===== Data for this task
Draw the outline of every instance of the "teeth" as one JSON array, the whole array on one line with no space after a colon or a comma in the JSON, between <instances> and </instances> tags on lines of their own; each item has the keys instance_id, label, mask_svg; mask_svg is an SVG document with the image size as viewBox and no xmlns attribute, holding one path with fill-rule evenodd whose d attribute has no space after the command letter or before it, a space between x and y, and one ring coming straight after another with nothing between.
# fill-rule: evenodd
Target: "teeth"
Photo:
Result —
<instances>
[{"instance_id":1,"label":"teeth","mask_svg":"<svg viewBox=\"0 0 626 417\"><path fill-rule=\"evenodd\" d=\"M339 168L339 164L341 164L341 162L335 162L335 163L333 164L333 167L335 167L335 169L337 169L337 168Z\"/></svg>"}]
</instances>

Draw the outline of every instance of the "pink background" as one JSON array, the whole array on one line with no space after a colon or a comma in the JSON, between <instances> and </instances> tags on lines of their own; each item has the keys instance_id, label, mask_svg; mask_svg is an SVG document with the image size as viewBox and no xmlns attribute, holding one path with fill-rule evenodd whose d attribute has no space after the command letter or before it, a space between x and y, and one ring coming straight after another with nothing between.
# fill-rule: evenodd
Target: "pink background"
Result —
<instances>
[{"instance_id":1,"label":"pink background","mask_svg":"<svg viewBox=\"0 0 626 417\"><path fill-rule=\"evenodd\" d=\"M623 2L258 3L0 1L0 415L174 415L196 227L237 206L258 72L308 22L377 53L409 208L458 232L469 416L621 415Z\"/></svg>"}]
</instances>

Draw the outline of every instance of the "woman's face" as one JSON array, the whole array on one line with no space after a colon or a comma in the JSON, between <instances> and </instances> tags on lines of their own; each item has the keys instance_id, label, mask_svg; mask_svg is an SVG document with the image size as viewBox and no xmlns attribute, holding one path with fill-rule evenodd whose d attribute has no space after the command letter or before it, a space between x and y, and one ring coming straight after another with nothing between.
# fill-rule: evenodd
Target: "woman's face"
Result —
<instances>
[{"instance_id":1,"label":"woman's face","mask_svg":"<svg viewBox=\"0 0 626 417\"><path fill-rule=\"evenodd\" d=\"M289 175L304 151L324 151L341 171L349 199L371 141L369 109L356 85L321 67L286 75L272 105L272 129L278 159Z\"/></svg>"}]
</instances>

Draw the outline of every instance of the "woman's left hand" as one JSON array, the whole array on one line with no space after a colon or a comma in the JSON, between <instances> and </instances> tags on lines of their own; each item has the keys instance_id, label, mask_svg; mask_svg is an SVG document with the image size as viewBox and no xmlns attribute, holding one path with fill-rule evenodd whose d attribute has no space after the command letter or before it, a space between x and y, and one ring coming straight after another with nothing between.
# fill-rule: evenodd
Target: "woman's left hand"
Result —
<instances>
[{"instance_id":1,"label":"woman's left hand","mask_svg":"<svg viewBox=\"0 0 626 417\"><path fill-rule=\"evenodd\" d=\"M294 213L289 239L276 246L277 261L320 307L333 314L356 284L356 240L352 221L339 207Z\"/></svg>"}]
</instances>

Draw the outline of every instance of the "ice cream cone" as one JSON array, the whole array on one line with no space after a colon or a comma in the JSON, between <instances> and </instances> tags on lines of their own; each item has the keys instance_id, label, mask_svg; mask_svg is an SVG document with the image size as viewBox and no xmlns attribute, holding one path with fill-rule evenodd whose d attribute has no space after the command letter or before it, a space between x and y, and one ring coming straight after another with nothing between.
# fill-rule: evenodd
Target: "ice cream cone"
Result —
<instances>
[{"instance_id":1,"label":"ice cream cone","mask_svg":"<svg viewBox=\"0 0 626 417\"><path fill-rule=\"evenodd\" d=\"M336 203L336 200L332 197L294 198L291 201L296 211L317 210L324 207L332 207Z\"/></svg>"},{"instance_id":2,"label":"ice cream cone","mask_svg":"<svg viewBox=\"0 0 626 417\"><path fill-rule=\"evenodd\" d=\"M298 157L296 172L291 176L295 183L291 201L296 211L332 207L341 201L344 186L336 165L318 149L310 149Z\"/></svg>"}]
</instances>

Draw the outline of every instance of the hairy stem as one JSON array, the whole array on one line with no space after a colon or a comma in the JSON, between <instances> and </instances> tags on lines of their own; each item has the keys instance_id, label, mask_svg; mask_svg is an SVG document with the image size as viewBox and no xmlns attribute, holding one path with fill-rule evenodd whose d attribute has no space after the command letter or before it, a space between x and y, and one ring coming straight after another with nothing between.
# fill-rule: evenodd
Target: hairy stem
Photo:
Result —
==========
_Work instruction_
Each line above where the word "Target" occurs should be returned in full.

_Result of the exercise_
Target: "teeth"
Target: "pink background"
Target: "woman's face"
Target: "woman's left hand"
Target: "ice cream cone"
Target: hairy stem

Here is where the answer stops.